(Saved entries)

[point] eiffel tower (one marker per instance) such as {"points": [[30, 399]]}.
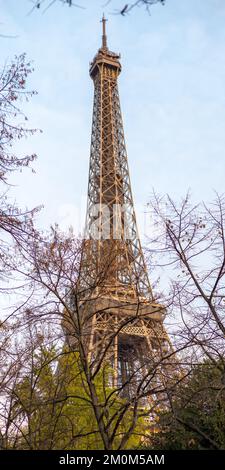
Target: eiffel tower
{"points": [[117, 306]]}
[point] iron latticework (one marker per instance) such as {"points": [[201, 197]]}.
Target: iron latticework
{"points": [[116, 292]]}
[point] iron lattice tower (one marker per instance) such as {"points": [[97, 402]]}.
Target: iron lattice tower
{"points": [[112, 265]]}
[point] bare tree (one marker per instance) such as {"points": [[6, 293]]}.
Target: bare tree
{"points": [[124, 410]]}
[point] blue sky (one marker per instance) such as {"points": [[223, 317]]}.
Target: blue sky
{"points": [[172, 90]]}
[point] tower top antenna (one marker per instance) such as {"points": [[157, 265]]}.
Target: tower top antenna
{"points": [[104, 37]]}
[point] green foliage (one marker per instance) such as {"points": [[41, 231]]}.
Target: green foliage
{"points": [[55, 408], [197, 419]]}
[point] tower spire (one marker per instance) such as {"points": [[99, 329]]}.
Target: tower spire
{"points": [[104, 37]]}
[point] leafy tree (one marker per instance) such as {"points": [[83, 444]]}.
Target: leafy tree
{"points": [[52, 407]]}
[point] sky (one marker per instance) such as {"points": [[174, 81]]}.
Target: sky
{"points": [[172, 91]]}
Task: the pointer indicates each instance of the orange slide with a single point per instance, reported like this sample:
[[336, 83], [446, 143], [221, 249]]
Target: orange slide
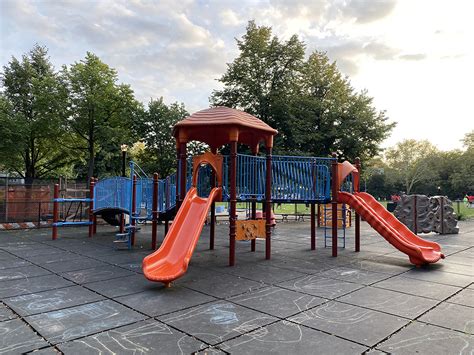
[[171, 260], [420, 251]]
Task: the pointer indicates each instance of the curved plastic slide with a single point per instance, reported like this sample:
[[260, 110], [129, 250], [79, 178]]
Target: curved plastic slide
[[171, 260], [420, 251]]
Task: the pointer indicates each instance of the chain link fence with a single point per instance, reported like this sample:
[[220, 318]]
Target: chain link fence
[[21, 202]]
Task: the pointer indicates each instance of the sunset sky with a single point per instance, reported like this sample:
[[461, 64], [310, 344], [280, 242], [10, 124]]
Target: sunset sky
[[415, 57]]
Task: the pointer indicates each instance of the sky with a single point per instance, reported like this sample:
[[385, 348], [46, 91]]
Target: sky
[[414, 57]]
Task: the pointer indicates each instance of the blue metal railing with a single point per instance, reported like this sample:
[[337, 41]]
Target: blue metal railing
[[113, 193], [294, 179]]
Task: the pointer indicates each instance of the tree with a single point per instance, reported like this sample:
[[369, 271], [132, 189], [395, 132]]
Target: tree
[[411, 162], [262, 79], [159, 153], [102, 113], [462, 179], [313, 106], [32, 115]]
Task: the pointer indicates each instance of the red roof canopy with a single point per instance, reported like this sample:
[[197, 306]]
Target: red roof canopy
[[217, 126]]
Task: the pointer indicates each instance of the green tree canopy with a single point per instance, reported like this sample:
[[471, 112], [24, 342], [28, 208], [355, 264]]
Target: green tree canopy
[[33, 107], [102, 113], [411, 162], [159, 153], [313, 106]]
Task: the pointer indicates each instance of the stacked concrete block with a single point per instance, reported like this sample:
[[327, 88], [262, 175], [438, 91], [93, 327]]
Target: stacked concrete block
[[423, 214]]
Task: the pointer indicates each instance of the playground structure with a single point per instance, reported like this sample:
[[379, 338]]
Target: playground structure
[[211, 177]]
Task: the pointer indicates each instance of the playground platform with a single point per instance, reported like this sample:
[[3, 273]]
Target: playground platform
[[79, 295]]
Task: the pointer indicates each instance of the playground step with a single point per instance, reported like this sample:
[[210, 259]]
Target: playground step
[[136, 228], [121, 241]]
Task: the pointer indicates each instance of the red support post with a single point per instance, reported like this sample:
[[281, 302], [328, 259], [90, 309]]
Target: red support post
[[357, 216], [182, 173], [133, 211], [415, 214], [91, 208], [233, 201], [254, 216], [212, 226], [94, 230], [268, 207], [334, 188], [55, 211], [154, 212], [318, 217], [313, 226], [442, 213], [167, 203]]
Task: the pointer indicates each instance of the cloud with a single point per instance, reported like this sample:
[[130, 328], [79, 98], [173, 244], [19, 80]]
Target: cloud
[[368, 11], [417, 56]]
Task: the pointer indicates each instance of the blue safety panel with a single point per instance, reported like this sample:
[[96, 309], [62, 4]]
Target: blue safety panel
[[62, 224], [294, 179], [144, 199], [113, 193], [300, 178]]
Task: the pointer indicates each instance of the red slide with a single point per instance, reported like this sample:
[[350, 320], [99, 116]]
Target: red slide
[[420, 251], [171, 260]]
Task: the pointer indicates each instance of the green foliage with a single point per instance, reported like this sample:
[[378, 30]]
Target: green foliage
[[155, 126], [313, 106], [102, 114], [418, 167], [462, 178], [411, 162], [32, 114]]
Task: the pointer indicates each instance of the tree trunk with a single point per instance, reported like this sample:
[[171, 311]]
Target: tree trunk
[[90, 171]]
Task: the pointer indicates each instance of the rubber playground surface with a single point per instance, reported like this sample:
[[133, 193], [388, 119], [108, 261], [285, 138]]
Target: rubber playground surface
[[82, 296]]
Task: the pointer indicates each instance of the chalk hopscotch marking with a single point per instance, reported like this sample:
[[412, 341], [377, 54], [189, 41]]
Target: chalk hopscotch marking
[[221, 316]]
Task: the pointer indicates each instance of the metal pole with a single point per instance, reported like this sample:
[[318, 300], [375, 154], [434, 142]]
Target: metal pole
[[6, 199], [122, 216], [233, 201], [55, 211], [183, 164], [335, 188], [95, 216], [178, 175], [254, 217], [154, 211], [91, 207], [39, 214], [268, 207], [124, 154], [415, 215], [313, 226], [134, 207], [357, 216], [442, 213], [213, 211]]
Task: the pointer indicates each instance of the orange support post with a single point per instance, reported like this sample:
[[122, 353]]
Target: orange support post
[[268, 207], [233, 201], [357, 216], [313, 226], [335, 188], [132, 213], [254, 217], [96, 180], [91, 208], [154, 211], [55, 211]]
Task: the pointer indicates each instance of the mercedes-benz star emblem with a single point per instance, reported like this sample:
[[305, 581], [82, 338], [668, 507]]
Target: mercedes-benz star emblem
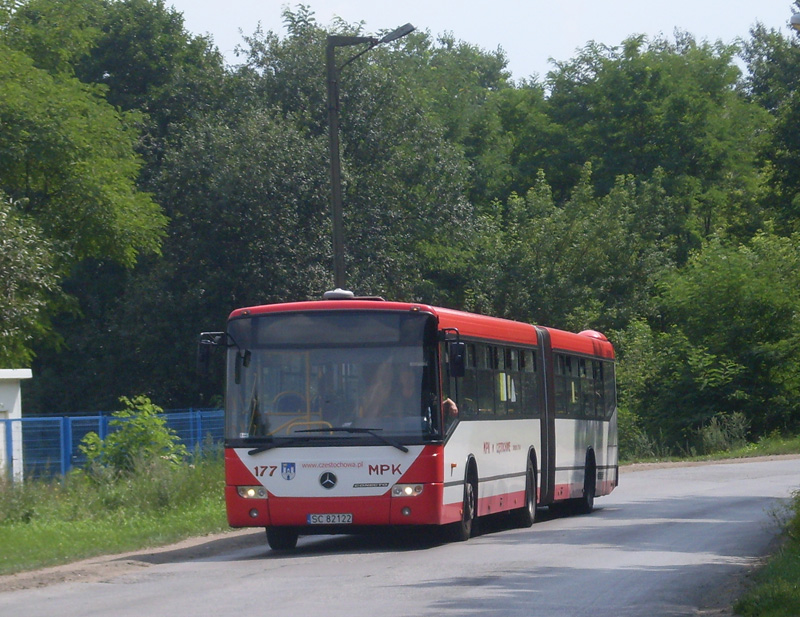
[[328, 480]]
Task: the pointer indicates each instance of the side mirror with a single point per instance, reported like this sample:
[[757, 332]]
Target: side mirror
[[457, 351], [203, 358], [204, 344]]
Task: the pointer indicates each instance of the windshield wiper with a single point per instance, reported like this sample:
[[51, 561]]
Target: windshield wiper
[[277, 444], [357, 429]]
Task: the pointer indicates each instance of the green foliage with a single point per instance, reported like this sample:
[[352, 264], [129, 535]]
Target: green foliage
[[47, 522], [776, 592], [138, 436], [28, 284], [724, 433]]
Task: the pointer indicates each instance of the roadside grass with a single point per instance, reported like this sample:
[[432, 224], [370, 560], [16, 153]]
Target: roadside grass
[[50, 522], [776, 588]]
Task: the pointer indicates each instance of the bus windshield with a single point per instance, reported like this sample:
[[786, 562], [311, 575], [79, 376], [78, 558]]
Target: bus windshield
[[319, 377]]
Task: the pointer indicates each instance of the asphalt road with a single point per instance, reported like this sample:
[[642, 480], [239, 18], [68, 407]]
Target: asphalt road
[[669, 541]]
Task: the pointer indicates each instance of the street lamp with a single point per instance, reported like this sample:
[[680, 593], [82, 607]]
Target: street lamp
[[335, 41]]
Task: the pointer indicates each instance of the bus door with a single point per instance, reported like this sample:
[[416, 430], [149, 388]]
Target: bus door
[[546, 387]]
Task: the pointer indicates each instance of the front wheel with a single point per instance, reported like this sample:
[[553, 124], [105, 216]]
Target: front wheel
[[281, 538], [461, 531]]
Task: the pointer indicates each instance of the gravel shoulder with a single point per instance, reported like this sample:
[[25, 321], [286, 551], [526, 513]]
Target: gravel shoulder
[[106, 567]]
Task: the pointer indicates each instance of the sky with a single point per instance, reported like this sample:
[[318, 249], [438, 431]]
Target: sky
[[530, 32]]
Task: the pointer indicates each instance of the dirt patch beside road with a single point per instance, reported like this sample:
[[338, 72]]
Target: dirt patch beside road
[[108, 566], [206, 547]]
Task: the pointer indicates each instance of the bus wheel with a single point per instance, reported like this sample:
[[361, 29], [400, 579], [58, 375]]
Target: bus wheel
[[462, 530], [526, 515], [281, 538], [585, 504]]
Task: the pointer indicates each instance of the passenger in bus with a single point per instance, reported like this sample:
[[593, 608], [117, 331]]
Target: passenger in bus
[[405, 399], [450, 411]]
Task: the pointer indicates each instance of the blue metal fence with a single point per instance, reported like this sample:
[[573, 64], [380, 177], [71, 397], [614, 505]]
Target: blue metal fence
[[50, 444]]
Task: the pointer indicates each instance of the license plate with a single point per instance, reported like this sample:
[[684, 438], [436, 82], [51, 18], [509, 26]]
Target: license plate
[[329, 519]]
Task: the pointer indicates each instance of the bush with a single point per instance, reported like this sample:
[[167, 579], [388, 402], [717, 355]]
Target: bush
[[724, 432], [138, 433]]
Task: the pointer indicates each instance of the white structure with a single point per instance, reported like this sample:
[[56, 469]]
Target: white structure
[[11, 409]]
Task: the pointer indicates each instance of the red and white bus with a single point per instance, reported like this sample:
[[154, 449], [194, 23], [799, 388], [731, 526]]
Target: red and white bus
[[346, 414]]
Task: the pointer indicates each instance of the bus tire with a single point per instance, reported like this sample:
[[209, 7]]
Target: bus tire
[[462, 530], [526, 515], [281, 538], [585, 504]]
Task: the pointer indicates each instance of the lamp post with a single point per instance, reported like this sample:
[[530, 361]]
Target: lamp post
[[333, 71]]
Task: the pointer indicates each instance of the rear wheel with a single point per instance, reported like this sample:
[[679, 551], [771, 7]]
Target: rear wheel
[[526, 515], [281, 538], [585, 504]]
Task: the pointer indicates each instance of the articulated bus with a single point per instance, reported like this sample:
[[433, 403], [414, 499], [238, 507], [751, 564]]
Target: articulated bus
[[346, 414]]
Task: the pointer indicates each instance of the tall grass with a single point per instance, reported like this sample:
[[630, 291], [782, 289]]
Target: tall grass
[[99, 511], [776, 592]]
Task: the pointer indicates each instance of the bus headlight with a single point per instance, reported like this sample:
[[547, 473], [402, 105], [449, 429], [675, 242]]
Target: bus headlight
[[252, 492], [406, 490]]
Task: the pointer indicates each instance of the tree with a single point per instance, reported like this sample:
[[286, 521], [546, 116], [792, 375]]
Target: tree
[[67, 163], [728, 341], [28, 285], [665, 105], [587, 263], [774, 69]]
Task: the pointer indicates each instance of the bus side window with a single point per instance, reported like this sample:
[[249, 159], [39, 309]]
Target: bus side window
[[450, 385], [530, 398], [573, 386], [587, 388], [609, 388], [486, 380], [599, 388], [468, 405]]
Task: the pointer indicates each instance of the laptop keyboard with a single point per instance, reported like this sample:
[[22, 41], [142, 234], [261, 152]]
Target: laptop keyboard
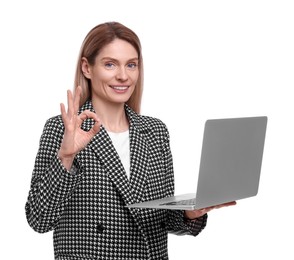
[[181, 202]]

EXERCISE BRIEF
Your answer must be the exact lines from the one containing "Task: the pointer indicates each instance of the tall" through the last line of the records above, with both included and no pictures.

TASK RESPONSE
Task: the pointer indicates each instance of the tall grass with a single point per instance, reported like this sample:
[[630, 291], [782, 289]]
Target: tall grass
[[99, 511], [776, 592]]
Task: the pointer indicates each instance of the bus headlight with a single point per instance, reported like this sample:
[[547, 473], [402, 105], [449, 429], [675, 242]]
Target: bus headlight
[[252, 492], [406, 490]]
Task: the pointer indicates each instance of the tree with a single point per instance, reported like this sample:
[[286, 521], [546, 116], [792, 375]]
Target: tree
[[67, 163], [728, 341], [28, 285], [665, 105], [587, 263], [774, 69]]
Task: the pointer indicates each instance of the bus side window with a single point per instance, reported like this sample:
[[249, 159], [39, 309]]
Target: bus side window
[[450, 385], [530, 398], [573, 386], [587, 388], [609, 388], [486, 380], [599, 388], [468, 405]]
Task: the pointer indicates each instance of the laptop keyboard with a single point per instance, reported like this sample:
[[22, 41], [142, 234], [261, 152]]
Target: laptop keyboard
[[181, 202]]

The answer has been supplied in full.